--- DESCRIPTION OF THE TASK ---
Copy out the listing below, swapping "outline" for "boundary" everywhere it occurs and leaving every other part untouched.

── PROVIDED DATA ──

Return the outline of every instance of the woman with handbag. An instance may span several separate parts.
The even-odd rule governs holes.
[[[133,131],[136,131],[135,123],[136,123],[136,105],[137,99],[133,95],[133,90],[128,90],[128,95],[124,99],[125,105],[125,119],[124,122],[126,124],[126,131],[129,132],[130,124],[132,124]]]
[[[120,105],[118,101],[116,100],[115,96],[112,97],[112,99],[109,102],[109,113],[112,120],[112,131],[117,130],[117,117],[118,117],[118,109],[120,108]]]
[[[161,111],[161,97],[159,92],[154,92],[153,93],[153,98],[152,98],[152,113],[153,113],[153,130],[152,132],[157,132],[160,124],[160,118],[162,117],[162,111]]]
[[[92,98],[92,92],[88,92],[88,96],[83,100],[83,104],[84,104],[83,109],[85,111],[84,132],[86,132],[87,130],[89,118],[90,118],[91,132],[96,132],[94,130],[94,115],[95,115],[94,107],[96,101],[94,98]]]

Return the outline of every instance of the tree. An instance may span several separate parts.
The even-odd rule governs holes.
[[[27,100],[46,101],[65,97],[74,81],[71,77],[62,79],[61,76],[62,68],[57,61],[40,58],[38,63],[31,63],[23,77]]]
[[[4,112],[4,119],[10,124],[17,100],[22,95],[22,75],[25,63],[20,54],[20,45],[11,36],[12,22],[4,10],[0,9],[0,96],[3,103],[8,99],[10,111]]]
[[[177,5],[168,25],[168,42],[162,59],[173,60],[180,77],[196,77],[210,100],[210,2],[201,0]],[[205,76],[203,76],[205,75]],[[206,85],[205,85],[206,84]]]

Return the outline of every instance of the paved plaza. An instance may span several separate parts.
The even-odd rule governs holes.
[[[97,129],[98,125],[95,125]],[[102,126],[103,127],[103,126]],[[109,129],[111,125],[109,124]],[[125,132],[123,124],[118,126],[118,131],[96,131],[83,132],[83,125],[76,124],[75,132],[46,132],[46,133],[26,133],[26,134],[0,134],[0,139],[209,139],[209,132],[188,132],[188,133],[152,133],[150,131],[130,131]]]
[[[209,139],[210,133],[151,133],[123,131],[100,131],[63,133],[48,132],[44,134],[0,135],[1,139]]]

───

--- EXPECTED ANSWER ---
Return the boundary of every instance of the woman with handbag. An instance may span several separate parts.
The even-odd rule governs holes.
[[[133,131],[136,131],[135,123],[136,123],[136,105],[137,99],[133,95],[133,90],[128,90],[128,95],[124,99],[125,105],[125,119],[124,122],[126,124],[126,131],[129,132],[130,124],[132,124]]]
[[[120,105],[118,101],[116,100],[115,96],[112,97],[112,99],[109,102],[109,113],[112,120],[112,131],[117,130],[117,117],[118,117],[118,109],[120,108]]]
[[[161,111],[161,97],[159,92],[154,92],[153,93],[153,98],[152,98],[152,113],[153,113],[153,130],[152,132],[157,132],[160,124],[160,118],[162,117],[162,111]]]
[[[92,98],[92,92],[88,92],[88,96],[83,100],[83,104],[84,104],[83,109],[85,111],[84,132],[86,132],[87,130],[89,118],[90,118],[91,132],[96,132],[94,130],[94,115],[95,115],[94,107],[96,101],[94,98]]]

Return the boundary of every instance of the tree. An instance may span several separate parts.
The even-odd rule governs holes.
[[[27,100],[46,101],[65,97],[74,81],[71,77],[62,79],[61,76],[62,68],[57,61],[40,58],[38,63],[31,63],[23,77]]]
[[[4,112],[4,119],[10,124],[17,100],[22,95],[22,75],[25,63],[20,54],[20,45],[11,36],[12,22],[4,10],[0,9],[0,96],[3,103],[8,99],[10,111]]]
[[[177,5],[168,25],[168,42],[162,59],[173,60],[180,77],[196,77],[210,100],[210,2],[201,0]],[[205,76],[203,76],[205,75]],[[206,85],[205,85],[206,84]]]

Return the boundary of every instance of the paved plaza. An instance may span several separate parts.
The even-odd rule governs holes.
[[[97,129],[98,125],[95,125]],[[102,126],[103,127],[103,126]],[[109,129],[111,125],[109,124]],[[125,132],[123,124],[118,126],[118,131],[96,131],[83,132],[83,125],[76,124],[75,132],[46,132],[46,133],[26,133],[26,134],[0,134],[0,139],[209,139],[209,132],[188,132],[188,133],[152,133],[150,131],[130,131]]]
[[[209,139],[210,133],[151,133],[123,131],[100,131],[63,133],[48,132],[44,134],[0,135],[1,139]]]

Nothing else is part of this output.